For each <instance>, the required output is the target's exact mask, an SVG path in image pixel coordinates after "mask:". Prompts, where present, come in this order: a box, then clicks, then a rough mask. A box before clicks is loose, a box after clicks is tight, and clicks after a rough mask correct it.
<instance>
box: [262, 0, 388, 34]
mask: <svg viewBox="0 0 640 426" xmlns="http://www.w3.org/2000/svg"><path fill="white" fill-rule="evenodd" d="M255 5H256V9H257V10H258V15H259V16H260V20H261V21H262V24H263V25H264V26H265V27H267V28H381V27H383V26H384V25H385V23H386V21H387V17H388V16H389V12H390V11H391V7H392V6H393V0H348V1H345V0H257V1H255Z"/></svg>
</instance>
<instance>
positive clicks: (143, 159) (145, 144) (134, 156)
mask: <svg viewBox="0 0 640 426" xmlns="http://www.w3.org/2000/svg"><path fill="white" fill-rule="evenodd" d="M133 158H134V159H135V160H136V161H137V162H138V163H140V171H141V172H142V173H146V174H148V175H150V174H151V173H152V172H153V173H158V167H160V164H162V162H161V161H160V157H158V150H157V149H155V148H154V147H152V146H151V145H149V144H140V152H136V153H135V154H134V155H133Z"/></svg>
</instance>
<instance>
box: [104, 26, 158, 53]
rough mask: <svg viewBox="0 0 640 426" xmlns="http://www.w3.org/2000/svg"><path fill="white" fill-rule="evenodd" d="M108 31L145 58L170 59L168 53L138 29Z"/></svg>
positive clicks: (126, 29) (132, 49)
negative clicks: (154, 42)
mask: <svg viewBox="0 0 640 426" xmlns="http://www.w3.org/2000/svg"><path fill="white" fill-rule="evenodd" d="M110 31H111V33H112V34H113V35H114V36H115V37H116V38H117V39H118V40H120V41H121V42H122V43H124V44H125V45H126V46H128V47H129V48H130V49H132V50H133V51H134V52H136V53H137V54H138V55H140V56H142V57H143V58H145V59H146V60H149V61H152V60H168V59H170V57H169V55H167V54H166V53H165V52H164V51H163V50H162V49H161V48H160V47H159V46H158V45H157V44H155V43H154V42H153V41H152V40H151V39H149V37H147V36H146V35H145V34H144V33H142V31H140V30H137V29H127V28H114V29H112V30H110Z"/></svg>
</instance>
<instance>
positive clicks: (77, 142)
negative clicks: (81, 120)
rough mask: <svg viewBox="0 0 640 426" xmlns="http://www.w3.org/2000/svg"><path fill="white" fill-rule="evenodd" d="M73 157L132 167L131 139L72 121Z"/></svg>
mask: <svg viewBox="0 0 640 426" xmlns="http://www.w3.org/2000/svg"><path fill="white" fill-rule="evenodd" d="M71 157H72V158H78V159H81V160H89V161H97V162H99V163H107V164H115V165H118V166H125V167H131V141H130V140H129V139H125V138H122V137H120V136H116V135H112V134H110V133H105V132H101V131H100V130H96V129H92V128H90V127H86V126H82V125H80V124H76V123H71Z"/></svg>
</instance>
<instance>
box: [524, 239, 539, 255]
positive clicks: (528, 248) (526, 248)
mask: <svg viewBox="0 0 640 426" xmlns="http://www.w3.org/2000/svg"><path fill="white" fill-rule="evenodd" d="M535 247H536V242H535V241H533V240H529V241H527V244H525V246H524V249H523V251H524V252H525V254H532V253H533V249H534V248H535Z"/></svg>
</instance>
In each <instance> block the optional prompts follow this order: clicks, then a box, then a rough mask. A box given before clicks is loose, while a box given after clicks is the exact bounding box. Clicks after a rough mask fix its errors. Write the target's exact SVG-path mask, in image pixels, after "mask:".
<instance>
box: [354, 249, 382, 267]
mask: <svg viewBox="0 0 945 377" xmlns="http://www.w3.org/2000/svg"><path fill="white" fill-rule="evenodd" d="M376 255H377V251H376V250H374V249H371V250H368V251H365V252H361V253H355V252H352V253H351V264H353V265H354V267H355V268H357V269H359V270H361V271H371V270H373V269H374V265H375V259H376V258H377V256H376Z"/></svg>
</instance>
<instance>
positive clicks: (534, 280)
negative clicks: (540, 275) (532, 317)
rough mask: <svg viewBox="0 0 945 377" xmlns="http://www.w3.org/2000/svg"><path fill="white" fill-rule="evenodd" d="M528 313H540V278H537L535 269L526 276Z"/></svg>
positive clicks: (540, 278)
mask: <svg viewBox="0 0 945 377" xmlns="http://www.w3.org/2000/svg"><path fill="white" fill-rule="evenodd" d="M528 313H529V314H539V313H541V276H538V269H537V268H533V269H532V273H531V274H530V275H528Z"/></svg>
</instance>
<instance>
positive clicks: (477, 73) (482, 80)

### YOUR ASSIGNMENT
Determine how many lines in the rows above contain the string "positive", matching case exactly. Reply with the number alone.

### ANSWER TO THIS EXERCISE
7